What to do - Retype all the entries word for word, but omit the pictures.

Records shown -
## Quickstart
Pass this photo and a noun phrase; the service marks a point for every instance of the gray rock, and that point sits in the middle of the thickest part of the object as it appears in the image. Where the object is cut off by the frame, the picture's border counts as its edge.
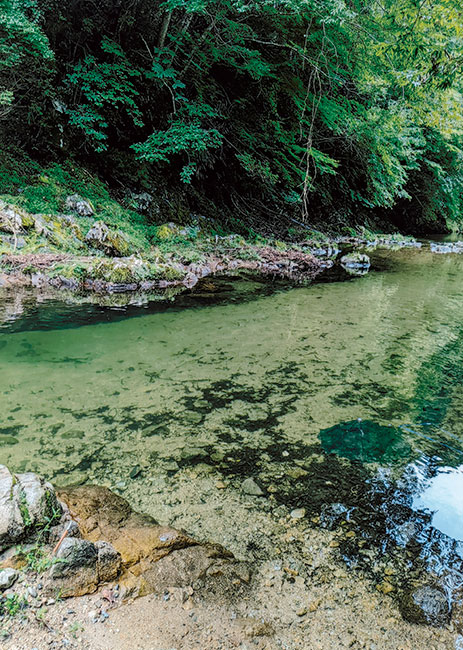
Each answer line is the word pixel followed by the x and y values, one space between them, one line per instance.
pixel 7 578
pixel 108 562
pixel 426 605
pixel 80 206
pixel 356 262
pixel 249 486
pixel 112 242
pixel 74 554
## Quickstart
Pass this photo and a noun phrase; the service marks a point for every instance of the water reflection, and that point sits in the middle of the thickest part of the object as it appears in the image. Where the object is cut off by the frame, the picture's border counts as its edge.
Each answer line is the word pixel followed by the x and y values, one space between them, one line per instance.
pixel 442 495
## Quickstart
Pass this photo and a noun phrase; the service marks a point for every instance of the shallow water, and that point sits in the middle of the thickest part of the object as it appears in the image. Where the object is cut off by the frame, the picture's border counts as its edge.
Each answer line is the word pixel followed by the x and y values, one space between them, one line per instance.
pixel 369 372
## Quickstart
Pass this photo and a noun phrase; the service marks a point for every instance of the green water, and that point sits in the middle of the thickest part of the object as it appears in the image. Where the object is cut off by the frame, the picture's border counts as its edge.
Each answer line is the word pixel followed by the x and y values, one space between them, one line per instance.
pixel 115 397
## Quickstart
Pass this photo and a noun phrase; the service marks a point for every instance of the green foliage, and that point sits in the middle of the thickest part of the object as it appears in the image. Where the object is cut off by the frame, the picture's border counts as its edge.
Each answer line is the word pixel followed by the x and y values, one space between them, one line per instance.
pixel 277 107
pixel 12 604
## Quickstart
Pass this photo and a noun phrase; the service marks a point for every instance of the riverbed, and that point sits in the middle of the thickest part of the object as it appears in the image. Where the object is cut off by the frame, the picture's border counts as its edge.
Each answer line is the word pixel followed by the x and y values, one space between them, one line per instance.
pixel 341 400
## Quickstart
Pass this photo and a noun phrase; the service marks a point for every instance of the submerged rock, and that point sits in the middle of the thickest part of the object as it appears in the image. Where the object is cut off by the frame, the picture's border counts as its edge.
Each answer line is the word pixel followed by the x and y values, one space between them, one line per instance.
pixel 27 503
pixel 250 487
pixel 356 263
pixel 152 557
pixel 426 605
pixel 7 578
pixel 366 441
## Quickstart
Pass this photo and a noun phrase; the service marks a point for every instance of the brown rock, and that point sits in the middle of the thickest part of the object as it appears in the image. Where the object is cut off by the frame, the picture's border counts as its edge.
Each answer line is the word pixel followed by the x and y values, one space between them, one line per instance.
pixel 152 557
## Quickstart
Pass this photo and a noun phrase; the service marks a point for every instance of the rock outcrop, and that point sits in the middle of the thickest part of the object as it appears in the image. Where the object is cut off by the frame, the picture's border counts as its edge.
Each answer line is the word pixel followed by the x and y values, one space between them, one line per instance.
pixel 27 504
pixel 91 536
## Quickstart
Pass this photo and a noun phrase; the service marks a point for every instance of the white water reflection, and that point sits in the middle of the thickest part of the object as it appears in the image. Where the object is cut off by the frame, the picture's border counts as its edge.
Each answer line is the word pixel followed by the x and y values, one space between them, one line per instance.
pixel 443 496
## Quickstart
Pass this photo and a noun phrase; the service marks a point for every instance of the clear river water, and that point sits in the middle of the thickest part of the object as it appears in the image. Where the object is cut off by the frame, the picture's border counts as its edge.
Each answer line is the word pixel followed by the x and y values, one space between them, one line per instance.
pixel 357 382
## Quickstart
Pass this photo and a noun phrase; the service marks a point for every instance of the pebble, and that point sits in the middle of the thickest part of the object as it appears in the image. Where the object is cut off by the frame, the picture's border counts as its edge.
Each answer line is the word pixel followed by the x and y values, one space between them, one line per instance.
pixel 250 487
pixel 7 578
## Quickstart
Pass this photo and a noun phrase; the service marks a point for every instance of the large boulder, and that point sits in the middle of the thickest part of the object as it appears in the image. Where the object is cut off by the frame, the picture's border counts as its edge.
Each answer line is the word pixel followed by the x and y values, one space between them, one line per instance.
pixel 426 605
pixel 27 504
pixel 14 219
pixel 153 557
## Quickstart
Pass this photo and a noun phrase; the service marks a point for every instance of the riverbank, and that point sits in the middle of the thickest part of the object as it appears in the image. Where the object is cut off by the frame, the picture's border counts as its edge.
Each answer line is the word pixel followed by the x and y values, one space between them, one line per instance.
pixel 294 591
pixel 103 248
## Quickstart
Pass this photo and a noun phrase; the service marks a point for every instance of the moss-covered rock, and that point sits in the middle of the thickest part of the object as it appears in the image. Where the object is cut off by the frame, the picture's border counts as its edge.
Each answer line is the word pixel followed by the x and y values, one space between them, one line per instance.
pixel 112 242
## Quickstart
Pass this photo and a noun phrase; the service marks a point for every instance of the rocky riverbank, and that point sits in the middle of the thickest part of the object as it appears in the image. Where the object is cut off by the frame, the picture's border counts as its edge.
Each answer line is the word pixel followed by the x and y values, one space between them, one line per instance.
pixel 79 251
pixel 283 589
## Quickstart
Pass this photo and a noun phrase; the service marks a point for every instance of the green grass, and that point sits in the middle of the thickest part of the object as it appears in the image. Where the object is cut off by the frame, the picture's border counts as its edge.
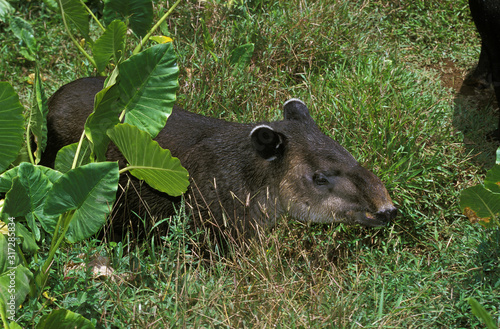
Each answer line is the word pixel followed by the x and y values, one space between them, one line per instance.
pixel 368 72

The response -
## Quickstart
Pass this photo and a noun phrase; the service marks a point for every instance of the gray rock, and that point sits in the middle of the thickest part of the object as it appears in the image. Where the object is cut off by the frame, the picture's border counts as its edge.
Each answer line is the word pixel followed by the x and y values, one space between them, one line per instance.
pixel 7 578
pixel 108 562
pixel 426 605
pixel 80 206
pixel 356 262
pixel 249 486
pixel 112 242
pixel 74 554
## Quickstart
Pass this photo and a noun phrase; the service marks a point for every instance of the water reflection, and that point sits in the middle of the thickest part of the object as it appears in the image. Where the object is cut off by the frame, the picture's border counts as its edge.
Each answer line is the word pixel followed by the x and y values, one space between them, one line per instance.
pixel 442 495
## Quickstart
Pass this photo and a noun phrase; the service marks a point for every instance of the shallow water, and that point sits in the middle of the thickest part of the object as it appears in the image. Where the object is cut off by the frame, the picture's border counts as its edge.
Each answer line is the word pixel followed by the x and y values, one space between them, one line per instance.
pixel 369 372
## Quickstart
Pass this photo and a noun phrase; the service marks a point for every instance of the green water, and that point sits in the middle of the thickest part of the object as it appears in the image. Where the object is cut off by the frame, the picture's border counts as its edge.
Each answer line is the word pixel followed by the x and y values, one space between them, one line per instance.
pixel 115 397
## Quickstart
Pass this photo and a noun phrase; the service marks a point for every instance of the green foliage, and that point sits in the middle of the thickest part of the object as it appears in the image. Where the object is cut off by the frame, the picture's border counts as its edge.
Each answer line is the word pixel followed by the x and y values, one space between them, one line per instance.
pixel 277 107
pixel 12 604
## Quickstart
Pass this photo and a noun phrase; the service marks a point for every instance of the riverbed, and that point sits in the middle of the thickest part of the object as it appears in the image. Where the object is cut off by the frame, the picture's border counts as its edge.
Each answer line is the word pixel followed by the x and y values, one space between them, one line per instance.
pixel 341 400
## Quickstart
Pass this photo and a noun phrase; the service marks a point for every instance of the submerged rock, and that point sits in the middle of the thickest part of the object as it appears in the image. Where the object is cut off by the frame, the picture's border counts as its edge.
Each answer line is the word pixel followed by the x and y values, one space between them, one line per instance.
pixel 27 503
pixel 250 487
pixel 356 263
pixel 152 557
pixel 426 605
pixel 7 578
pixel 366 441
## Quickstart
Pass this photo and a noun phrase; the service marks a point for every instance of the brown rock, and that point sits in the middle of the thickest part of the object as it appears in the image. Where the object is cut off by the frame, the picture's border counts as its edge.
Each answer line is the word pixel followed by the x and y values, one space between them, one line per instance.
pixel 152 557
## Quickstart
Pass this photo and a noun phrase; the service marks a point for every instance of the rock outcrop, and that point sits in the middle of the thickest part of the object as it appears in the image. Where the object is cut off by the frame, the picture's border counts as its edge.
Each answer line is the word pixel followed by the x and y values, one space between them, one line per instance.
pixel 27 504
pixel 91 536
## Quickstart
Pass this photo and a noun phrase; the service marks a point for every instance of the white water reflection, and that point sits in the middle of the thickest part of the object as it appears in the image. Where the object is cut off by the frame, the picture's border counts as its edge.
Each answer line is the word pixel followed by the x and y values, one space between them, one line per instance.
pixel 443 496
## Quickstart
Pass this photo and a noun phrase; the service marks a point for every instance of the clear river water, and that point sits in the middle of the thickest part of the object as it appears in the image. Where the object is cut off by the frame, the picture's border counts as its edge.
Each answer line is the word pixel followed by the x and y values, one space between them, one line per instance.
pixel 357 382
## Quickstart
Pass this photo and a noun phrase; the service marks a point for every instance of the pebble, and that point sits in the middle of the thickest part of the object as it appears in the image. Where the object is cut off by the frame, the picture's border counts as its edge.
Each answer line is the word pixel followed by the x and y values, one space between them, one line per instance.
pixel 250 487
pixel 7 578
## Quickstart
Pass this photo and a noun phrase; the service marks a point for every instance of the large boulder, and that point sits in the middle of the thickest part of the object as it appears in the image. Where the object is cut off by the frame, the picture's border counts as its edge.
Each answer line is the word pixel followed by the x and y values, one space between them, one line per instance.
pixel 426 605
pixel 27 504
pixel 14 219
pixel 153 557
## Quickstart
Pass this photo and a noun phrase; the service marks a point for every instance of the riverbank, and that point sits in the middle of the thickest part of the object as it appears in the image. Where the object is cut off by the frame, the picture's border counts as its edge.
Each answer line is the word pixel followed by the x and y values, one space between them, one line per instance.
pixel 294 591
pixel 103 248
## Quickstart
Pass this photo and a noun phrase; the service marks a point for every instance of the moss-covered rock, and that point sits in the middle of the thickest part of the object as it appears in the image. Where the object is cut off by the frame, the picture's border counts as its edge.
Each answer line is the word pixel followed by the x and y values, one space between them, one line per instance.
pixel 112 242
## Quickstart
Pass this photo and a noun phrase; the service marks a point for every instance of the rocky riverbank, and that point sits in the middle of the thickest part of the object as it appears in the image. Where the object is cut off by the frame, the picture's border counts as its edge.
Each answer line is the word pixel followed by the x and y values, one space between them, one line per instance.
pixel 79 251
pixel 283 589
## Quickstart
Pass this photo and a noun phrase; the service marks a point for every instance of the green grass, and that point sits in the middle of the thickest part of the object as it appears in the image. Where the object is cut off by the frame, the picture's border counts as its edge.
Each answer line is the word pixel followed by the x and y values, one space between them, one line per instance.
pixel 368 72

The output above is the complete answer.